▶ _Required actions_
A: List every parameter named in the function syntax shown in the SQL Server text extraction article.
B: Extend the SQL Server text extraction article beyond its final line.

▶ _Document extract_
[BEGIN]

Powerful Text Extraction with SQL Server REGEXP

Problem

I need to extract text from string stored in a database table. However, they need to match a certain pattern, and the location can change between every row. Furthermore, it’s possible there are multiple matches inside one single string. Is it possible to do this in SQL Server?

Solution

In SQL Server 2025, support for regular expressions (regex) in T-SQL is introduced (as well as in Azure SQL DB and other SQL Server-related cloud products). With regex, more powerful pattern matching is possible than with the previous patterns that was available in SQL Server, such as those in the LIKE operator and the PATINDEX function. There are already quite some tips on the regex abilities in SQL Server 2025:

In this tip, we’ll explore the new REGEX_SUBSTR function and use it to extract parts of text using regex. If you don’t have access to SQL Server 2025 (which was in preview at the time of writing), you can use an instance of Azure SQL DB or Fabric SQL DB as well.

REGEXP_SUBSTR Function Syntax

The new function has the following syntax:

--MSSQLTips.com (TSQL)
REGEXP_SUBSTR(string_expression, regular expression [, start [, occurrence [, flags [, group ]]]])

[END]

▶ _Data extract_
[BEGIN]

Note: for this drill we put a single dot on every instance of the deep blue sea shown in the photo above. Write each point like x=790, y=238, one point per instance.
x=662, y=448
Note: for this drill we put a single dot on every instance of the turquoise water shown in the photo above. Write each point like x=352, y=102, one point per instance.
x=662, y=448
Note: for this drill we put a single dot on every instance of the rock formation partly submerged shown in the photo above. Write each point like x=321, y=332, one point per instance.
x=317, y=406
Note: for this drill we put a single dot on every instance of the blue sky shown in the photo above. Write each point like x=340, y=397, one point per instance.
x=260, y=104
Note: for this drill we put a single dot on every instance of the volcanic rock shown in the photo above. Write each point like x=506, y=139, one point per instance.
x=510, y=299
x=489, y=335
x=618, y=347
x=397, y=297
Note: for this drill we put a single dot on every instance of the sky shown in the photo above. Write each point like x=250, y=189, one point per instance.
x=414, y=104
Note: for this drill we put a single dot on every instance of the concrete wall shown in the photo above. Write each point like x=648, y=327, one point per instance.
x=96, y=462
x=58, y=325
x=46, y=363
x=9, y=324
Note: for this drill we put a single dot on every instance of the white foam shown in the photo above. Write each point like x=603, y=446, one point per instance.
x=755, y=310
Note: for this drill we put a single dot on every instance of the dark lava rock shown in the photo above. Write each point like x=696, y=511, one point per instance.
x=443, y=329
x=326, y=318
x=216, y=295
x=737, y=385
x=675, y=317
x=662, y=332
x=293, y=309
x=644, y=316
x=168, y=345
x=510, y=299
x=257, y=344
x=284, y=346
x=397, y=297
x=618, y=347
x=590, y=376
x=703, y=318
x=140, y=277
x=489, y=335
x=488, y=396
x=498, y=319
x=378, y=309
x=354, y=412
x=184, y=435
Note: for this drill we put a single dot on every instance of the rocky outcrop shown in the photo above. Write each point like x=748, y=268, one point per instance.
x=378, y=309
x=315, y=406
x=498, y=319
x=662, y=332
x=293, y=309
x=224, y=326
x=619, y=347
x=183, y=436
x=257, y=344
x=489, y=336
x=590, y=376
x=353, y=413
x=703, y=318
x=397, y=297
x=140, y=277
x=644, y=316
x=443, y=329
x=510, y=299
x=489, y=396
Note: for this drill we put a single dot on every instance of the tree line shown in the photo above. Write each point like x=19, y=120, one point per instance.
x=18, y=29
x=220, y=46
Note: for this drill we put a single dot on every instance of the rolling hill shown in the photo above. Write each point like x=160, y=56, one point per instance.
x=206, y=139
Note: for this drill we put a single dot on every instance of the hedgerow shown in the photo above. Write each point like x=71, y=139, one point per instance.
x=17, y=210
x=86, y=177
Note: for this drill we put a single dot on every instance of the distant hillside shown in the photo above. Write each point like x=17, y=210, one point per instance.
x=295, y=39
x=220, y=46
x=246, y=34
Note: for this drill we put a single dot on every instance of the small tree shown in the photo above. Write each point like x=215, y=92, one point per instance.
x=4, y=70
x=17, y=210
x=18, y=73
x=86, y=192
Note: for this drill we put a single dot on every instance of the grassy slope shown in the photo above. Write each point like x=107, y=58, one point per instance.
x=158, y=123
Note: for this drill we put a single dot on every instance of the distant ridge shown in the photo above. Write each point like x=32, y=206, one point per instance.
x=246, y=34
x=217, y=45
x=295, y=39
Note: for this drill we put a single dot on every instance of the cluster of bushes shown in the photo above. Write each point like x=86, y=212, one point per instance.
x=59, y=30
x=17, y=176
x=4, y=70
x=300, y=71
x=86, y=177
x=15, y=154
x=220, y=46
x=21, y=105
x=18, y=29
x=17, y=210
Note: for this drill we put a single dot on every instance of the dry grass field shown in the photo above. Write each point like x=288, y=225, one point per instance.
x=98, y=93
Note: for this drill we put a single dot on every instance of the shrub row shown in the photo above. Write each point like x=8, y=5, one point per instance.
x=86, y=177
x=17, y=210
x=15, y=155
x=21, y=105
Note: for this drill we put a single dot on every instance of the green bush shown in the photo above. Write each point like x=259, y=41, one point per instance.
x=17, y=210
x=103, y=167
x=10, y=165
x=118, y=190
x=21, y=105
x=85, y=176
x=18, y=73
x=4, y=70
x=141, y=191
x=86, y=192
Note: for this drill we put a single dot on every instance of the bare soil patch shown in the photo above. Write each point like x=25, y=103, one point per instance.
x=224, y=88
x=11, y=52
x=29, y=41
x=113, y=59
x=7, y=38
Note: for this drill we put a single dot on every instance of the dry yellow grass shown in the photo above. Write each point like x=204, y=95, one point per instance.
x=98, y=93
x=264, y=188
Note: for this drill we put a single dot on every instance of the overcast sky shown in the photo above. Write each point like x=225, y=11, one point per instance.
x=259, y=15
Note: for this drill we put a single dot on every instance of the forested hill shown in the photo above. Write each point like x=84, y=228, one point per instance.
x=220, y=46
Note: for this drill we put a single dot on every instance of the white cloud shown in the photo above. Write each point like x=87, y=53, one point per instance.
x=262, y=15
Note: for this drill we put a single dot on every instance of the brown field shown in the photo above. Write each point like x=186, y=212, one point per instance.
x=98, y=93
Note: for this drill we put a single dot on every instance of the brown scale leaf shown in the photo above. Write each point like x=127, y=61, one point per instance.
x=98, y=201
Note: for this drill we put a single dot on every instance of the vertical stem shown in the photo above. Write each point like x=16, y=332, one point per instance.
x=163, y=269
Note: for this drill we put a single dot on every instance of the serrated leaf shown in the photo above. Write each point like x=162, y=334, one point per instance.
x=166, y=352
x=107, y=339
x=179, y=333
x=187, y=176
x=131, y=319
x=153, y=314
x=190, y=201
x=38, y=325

[END]
[BEGIN]

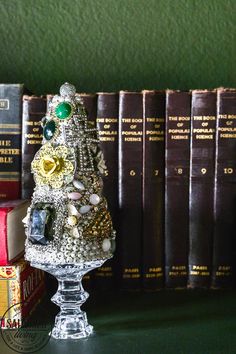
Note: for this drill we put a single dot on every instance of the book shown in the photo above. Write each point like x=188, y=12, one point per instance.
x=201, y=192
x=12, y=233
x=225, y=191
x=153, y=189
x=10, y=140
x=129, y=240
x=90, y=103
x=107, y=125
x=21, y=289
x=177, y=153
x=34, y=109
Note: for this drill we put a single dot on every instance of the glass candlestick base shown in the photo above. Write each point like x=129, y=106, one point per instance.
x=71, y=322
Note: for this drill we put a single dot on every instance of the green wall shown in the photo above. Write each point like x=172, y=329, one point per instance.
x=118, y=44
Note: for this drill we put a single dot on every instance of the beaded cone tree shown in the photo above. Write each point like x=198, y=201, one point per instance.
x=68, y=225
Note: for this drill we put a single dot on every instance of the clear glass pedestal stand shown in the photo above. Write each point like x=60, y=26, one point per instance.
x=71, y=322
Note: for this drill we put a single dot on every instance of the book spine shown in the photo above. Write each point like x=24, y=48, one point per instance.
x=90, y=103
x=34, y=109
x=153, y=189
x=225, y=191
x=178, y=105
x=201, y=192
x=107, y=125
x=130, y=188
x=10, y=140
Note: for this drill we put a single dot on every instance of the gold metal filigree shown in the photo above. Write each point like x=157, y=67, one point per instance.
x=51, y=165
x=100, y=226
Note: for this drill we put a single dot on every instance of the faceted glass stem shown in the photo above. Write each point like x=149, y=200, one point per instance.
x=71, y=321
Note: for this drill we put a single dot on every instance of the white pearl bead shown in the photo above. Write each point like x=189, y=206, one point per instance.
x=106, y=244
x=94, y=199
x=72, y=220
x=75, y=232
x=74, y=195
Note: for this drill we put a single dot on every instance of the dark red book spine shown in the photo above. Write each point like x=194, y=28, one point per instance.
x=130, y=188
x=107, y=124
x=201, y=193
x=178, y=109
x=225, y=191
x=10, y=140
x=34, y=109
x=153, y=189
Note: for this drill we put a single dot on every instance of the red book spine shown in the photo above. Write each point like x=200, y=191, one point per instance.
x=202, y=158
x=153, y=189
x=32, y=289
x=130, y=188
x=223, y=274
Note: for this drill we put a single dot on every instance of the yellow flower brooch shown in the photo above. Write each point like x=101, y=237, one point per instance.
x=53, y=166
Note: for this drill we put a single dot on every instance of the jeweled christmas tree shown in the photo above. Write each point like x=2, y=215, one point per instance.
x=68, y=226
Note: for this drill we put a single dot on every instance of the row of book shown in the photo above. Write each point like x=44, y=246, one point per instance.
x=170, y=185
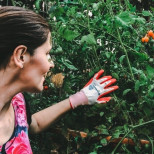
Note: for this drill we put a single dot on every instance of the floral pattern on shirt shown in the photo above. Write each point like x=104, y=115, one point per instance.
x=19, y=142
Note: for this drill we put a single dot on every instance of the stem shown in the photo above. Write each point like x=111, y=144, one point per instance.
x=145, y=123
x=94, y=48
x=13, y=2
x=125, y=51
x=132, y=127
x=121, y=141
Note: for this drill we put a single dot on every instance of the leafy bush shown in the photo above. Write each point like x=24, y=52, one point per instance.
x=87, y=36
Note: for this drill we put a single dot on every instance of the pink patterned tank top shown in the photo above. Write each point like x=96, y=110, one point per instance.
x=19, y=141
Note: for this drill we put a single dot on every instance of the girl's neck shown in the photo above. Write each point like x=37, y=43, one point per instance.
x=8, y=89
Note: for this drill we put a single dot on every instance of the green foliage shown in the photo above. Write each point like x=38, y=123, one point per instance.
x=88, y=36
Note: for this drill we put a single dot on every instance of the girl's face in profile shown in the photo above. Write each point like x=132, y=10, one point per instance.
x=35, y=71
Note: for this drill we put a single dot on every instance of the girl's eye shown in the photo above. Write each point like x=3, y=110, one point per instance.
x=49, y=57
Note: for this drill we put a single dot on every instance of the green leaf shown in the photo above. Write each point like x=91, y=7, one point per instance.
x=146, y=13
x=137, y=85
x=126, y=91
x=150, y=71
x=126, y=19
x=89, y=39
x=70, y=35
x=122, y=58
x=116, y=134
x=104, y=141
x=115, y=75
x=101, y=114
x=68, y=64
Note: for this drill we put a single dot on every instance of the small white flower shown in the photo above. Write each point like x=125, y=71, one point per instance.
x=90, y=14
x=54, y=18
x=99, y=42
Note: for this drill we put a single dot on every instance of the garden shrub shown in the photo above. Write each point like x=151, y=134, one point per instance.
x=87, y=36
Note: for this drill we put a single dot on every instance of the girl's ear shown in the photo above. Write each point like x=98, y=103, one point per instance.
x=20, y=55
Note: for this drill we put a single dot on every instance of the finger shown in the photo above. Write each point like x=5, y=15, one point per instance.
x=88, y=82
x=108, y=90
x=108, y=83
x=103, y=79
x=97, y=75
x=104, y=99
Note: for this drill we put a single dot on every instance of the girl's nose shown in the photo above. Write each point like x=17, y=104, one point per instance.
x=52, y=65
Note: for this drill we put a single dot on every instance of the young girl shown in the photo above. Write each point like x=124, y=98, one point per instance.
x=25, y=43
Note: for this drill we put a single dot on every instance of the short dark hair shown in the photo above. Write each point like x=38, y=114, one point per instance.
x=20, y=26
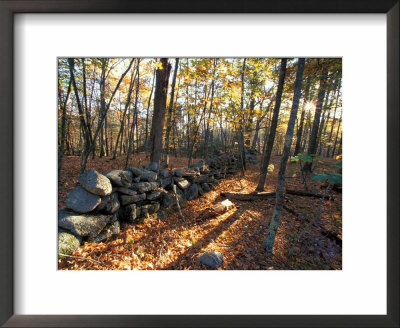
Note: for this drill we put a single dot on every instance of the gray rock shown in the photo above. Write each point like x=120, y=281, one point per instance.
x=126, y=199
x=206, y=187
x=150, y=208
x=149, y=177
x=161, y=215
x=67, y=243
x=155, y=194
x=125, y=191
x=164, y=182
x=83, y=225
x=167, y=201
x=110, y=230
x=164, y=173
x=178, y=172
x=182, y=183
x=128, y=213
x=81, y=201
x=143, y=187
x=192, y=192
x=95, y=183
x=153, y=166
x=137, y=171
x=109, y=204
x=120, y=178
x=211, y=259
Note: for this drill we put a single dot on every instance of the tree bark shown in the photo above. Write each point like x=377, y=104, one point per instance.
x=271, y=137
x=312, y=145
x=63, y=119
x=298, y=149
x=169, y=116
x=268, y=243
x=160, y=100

[END]

▶ _Responses by task_
A: string_expression, regular expression, start, occurrence, flags, group

B:
The following parameters are mandatory:

string expression, which is the text in which you want to search
regular expression, which is the pattern you want to match

And there are several optional parameters:

start – this is the starting point of the search. This allows you to skip several characters in the text. It starts counting from 1, which means the first character is 1. If start is bigger than the length of the string, NULL is returned. The default is 1.
occurrence – if there are multiple matches in the string for the regex, it species which occurrence you want the function to return. The default is 1.
flags – these are the same options as explained in the tip REGEXP_LIKE Function in SQL Server 2025 (in the section “The Optional Flag Parameter”).
group – this parameter is used to specify which capture group (subexpression) to use. The default is 0, which means the entire regex is used.

The REGEXP_SUBSTR function is similar to the SUBSTRING function, but aside from the regex support, the REGEXP_SUBSTR is different because it doesn’t have an explicit start and length like SUBSTRING. Rather, REGEXP_SUBSTR will return an expression of any length and any position, as long as it matches the regex pattern.

Extract Text using REGEXP_SUBSTR

To demonstrate this new function, we’ll use the same sample data as in the tip SQL Server 2025 REGEXP_COUNT Function to Count Occurrences in Text (you can download the SQL script with INSERT statement here). This sample data contains AI-generated restaurant reviews that might contain zip codes, while there are different formats for the zip codes available.

To have bigger chunks of texts with possibly multiple zip codes inside it, we’ll concatenate the rows together into 10 long strings:

--MSSQLTips.com (TSQL)
WITH cte_src AS
(
    SELECT
         grp = ReviewID % 10
        ,ReviewText
    FROM dbo.Reviews
)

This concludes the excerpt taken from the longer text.